Start

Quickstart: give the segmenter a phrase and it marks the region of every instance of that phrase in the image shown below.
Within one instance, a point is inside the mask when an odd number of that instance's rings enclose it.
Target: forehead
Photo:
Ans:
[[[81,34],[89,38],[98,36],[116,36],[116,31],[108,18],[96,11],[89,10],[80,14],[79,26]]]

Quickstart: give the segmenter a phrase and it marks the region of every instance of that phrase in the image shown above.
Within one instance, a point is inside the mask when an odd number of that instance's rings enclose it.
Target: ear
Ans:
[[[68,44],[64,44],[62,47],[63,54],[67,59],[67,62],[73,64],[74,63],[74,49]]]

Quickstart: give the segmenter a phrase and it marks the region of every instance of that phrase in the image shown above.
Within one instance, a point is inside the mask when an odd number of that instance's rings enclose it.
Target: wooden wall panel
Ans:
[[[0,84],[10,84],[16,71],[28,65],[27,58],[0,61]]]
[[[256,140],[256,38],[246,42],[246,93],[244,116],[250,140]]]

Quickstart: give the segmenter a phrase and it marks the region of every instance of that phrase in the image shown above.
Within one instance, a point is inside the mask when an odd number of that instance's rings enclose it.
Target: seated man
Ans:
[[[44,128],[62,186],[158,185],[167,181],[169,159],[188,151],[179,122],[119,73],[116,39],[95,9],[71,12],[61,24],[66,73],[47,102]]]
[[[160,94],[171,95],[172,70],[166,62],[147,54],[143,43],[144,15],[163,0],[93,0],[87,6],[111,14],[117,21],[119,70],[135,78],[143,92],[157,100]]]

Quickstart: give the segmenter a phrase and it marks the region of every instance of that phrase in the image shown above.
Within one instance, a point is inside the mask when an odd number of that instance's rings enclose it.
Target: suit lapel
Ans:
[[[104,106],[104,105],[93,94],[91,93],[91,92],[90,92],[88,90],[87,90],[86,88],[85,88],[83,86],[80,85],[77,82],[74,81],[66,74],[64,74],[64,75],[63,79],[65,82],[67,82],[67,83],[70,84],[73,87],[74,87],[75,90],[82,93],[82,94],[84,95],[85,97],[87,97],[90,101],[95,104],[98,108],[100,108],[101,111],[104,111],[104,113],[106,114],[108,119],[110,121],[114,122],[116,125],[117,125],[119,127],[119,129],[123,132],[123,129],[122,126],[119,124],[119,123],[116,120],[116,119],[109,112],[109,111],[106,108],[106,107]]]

End

Exercise description —
Scale the entries from the very first line through the line that has "[[[256,140],[256,38],[246,42],[246,93],[244,116],[250,140]]]", writing out every line again with the requests included. Multiply each polygon coordinate in the answers by 1.05 and round to whole numbers, rounding halves up.

Answer to this exercise —
Quickstart: give the segmenter a phrase and it marks the region of every instance of that phrase in the image shown below.
Within one instance, a point is inside the mask when an odd number of that instance's rings enclose it.
Target: forehead
Photo:
Ans:
[[[85,36],[93,40],[103,38],[122,38],[122,33],[113,19],[101,12],[93,11],[84,15],[83,27]]]

Quickstart: give the segmenter a phrase and it marks the region of every instance of that phrase in the image shown above.
Within one instance, a point is inside the mask when an odd number of that instance's rings enclose it.
Target: ear
Ans:
[[[71,46],[67,46],[65,49],[66,57],[70,62],[70,65],[77,67],[78,66],[78,51]]]

Quickstart: give the segmenter a phrase and it marks the region of every instance of that phrase in the image shown above.
Within one instance, a point is inside the mask when an odd number of that instance's rings enclose it.
Target: wooden wall panel
Ans:
[[[0,88],[11,88],[17,75],[29,68],[28,61],[0,64]]]
[[[269,147],[269,40],[258,44],[258,98],[256,122],[263,147]]]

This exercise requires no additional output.